Exercices à faire:
**1)** Recopiez, dans l'article sur Monrose, tout le passage qui va de « A la folie (5/6) » jusqu'à « et profondément dépressif. ».
**2)** D'après l'article sur Monrose, quel rôle le comédien devait-il jouer le 7 janvier 1843 ?

Extrait du texte:
-=-=-=-=-
A la folie (5/6) Monrose, dingue de théâtre

par Frédérique Roussel  publié le 24 août 2022

Cette semaine, ­«Libé» arpente les couloirs de l’asile psychiatrique. Aujourd’hui, Claude-Louis-Séraphin Barizain, dit Monrose, membre de la Comédie-Française durant la première moitié du XIXe siècle et profondément dépressif. 

Le docteur Esprit Blanche veillait en coulisses, prêt à se précipiter si son patient défaillait. Ce 7 janvier 1843, Monrose devait interpréter Figaro dans le Barbier de Séville, un rôle qu’il connaissait par cœur. L’acteur était le spécialiste du valet fourbe et fripon des pièces de Marivaux, Molière et Beaumarchais. Mais il n’avait pas joué depuis longtemps. Le docteur Blanche, partisan de sortir les aliénés de leur isolement, avait autorisé sa représentation de retraite de la Comédie-Française. A cette annonce, les spectateurs s’étaient précipités. Etait-ce l’ombre de Monrose ou le grand Monrose de retour sur les planches? Etait-ce un adieu au théâtre ou était-il vraiment guéri ? Aurait-il encore cette verve caustique qui faisait de lui un acteur célèbre ? Avant le lever de rideau, la salle frissonnait. Un soir à Rouen, quelques années auparavant, le comédien s’était mis à bafouiller, à mélanger prose et vers. On s’était impatienté, on avait fini par le huer, le croyant ivre. Monrose avait perdu la raison ! Il avait été conduit dans la célèbre clinique sur les hauteurs de Montmartre (1). La salle trépigne. «Plus on dit : “Il est malade !” Et plus le parterre répond : “Qu’il paraisse !” Alors il reparaît ! A l’instant où il reparaît, où il va venir, on tremble : le frisson se répand dans la salle. Pauvre homme dit-on à la fin. Ô miracle ! Le voici ! C’est lui, c’est bien lui, c’est le Monrose d’autrefois !» écrit Jules Janin dans son Histoire de la littérature dramatique.

«Vapeurs hypocondriaques»
-=-=-=-=-
Données fournies:
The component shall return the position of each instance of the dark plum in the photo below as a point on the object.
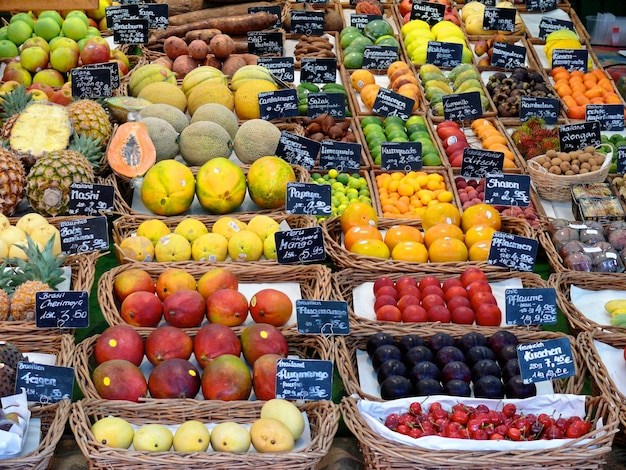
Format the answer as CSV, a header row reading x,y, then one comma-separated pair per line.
x,y
428,387
471,339
510,369
376,340
439,340
477,353
389,368
408,341
485,367
424,370
394,387
516,388
418,354
448,354
384,353
500,339
456,370
457,388
489,387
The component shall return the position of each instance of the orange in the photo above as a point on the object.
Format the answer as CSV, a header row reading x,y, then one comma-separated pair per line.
x,y
478,233
480,214
360,78
441,212
442,231
412,251
444,250
370,247
359,232
358,213
398,233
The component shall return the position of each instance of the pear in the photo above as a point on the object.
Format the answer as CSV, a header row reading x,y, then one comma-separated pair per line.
x,y
192,436
230,437
153,437
271,435
113,432
287,413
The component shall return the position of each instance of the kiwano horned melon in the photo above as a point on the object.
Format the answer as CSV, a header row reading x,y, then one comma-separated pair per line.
x,y
131,152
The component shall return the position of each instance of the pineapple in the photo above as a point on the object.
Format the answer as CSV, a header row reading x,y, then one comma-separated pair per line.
x,y
24,278
90,118
49,180
12,182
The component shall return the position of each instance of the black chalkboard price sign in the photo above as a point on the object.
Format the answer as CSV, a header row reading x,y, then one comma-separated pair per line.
x,y
62,309
326,103
304,379
278,104
480,163
90,199
501,19
309,199
546,360
404,156
44,383
281,67
342,156
318,70
156,13
84,235
131,31
322,317
265,42
549,24
390,103
544,108
302,245
578,136
621,159
462,106
611,116
530,306
444,54
309,23
571,59
297,150
508,56
360,20
540,5
512,251
432,13
379,57
507,190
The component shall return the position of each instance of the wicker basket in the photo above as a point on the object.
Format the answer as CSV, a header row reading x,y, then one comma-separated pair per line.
x,y
331,229
576,320
602,382
381,453
347,346
323,419
345,281
559,187
301,346
125,188
126,225
314,280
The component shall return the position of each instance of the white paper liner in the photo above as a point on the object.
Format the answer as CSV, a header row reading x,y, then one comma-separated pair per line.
x,y
363,297
374,414
301,443
591,302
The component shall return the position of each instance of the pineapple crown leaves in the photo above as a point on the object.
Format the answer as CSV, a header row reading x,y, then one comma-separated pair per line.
x,y
42,265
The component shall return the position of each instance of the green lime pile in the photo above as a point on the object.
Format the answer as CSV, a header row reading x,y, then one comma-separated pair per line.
x,y
395,129
346,189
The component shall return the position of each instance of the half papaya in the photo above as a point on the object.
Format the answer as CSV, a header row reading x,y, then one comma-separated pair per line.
x,y
131,152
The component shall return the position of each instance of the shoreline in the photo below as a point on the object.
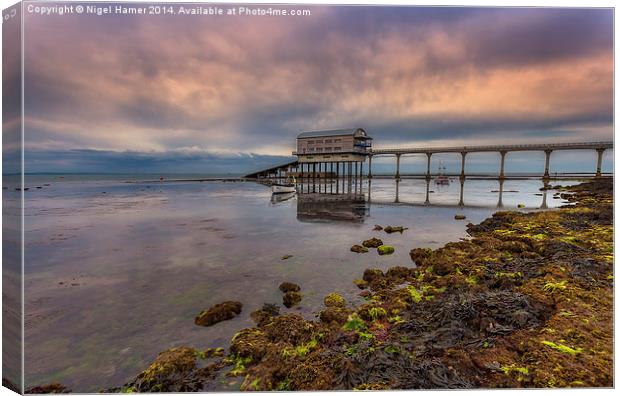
-=-=-=-=-
Réponses numérotées:
**1)**
A la folie (5/6) Monrose, dingue de théâtre

par Frédérique Roussel  publié le 24 août 2022

Cette semaine, ­«Libé» arpente les couloirs de l’asile psychiatrique. Aujourd’hui, Claude-Louis-Séraphin Barizain, dit Monrose, membre de la Comédie-Française durant la première moitié du XIXe siècle et profondément dépressif.

**2)** Figaro, dans le Barbier de Séville.